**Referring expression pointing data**
%%
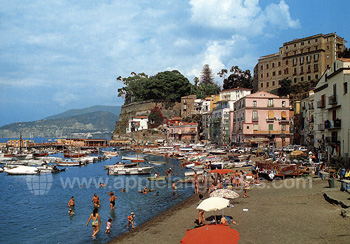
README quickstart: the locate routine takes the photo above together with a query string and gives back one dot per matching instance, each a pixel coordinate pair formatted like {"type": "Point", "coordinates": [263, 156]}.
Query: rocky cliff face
{"type": "Point", "coordinates": [168, 109]}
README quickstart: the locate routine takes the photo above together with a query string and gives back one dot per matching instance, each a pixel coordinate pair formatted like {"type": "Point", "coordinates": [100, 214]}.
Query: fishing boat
{"type": "Point", "coordinates": [122, 170]}
{"type": "Point", "coordinates": [157, 162]}
{"type": "Point", "coordinates": [22, 170]}
{"type": "Point", "coordinates": [120, 163]}
{"type": "Point", "coordinates": [67, 162]}
{"type": "Point", "coordinates": [137, 159]}
{"type": "Point", "coordinates": [158, 178]}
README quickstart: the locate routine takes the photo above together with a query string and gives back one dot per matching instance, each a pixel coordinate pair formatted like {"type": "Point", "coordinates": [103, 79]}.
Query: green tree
{"type": "Point", "coordinates": [237, 78]}
{"type": "Point", "coordinates": [206, 76]}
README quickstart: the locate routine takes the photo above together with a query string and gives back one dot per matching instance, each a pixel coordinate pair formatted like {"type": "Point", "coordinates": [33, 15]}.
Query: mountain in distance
{"type": "Point", "coordinates": [74, 112]}
{"type": "Point", "coordinates": [76, 123]}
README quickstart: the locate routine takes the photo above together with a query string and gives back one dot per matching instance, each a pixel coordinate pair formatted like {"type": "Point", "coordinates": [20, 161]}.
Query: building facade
{"type": "Point", "coordinates": [302, 59]}
{"type": "Point", "coordinates": [220, 119]}
{"type": "Point", "coordinates": [262, 119]}
{"type": "Point", "coordinates": [332, 110]}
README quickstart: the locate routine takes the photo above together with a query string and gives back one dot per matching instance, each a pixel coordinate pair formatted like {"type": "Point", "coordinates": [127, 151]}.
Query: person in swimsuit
%%
**YOUR TASK**
Transcribe the records above exactly, excluding every picture.

**RESULT**
README quickstart: the locate routine takes the photo above together with a query string and gives back one dot per matching instance, each a pixel coordinate pair formatted like {"type": "Point", "coordinates": [263, 156]}.
Query: rocky cliff face
{"type": "Point", "coordinates": [168, 109]}
README quickstart: the locate routine takes the photo above together with a query string and gives back one dot per matching instance, each a pixel coordinate pair formatted like {"type": "Point", "coordinates": [100, 214]}.
Query: fishing boat
{"type": "Point", "coordinates": [122, 170]}
{"type": "Point", "coordinates": [157, 162]}
{"type": "Point", "coordinates": [22, 170]}
{"type": "Point", "coordinates": [120, 163]}
{"type": "Point", "coordinates": [67, 162]}
{"type": "Point", "coordinates": [137, 159]}
{"type": "Point", "coordinates": [158, 178]}
README quickstart: the locate routine takes the photo above together with a query string and gives back one dot per matching instance, each a pixel coordinate pair formatted like {"type": "Point", "coordinates": [103, 79]}.
Query: green tree
{"type": "Point", "coordinates": [237, 78]}
{"type": "Point", "coordinates": [206, 76]}
README quickstart: the locate routine takes the photo above together with a query string and gives back one dot per matching instance, each a pixel coordinate pair formatted like {"type": "Point", "coordinates": [33, 15]}.
Query: mountain in distance
{"type": "Point", "coordinates": [74, 112]}
{"type": "Point", "coordinates": [76, 123]}
README quickstart: the locate routine takes the photo above together with a query string and gives back one dot per matching instance, each a pixel coordinate pair formatted like {"type": "Point", "coordinates": [20, 161]}.
Query: building facade
{"type": "Point", "coordinates": [302, 59]}
{"type": "Point", "coordinates": [220, 119]}
{"type": "Point", "coordinates": [262, 119]}
{"type": "Point", "coordinates": [332, 110]}
README quickstart: the locate routine takes the photo above together with a query string and gives back one dot per matching instance, each a pixel coordinate pair formatted like {"type": "Point", "coordinates": [127, 151]}.
Query: person in swimsuit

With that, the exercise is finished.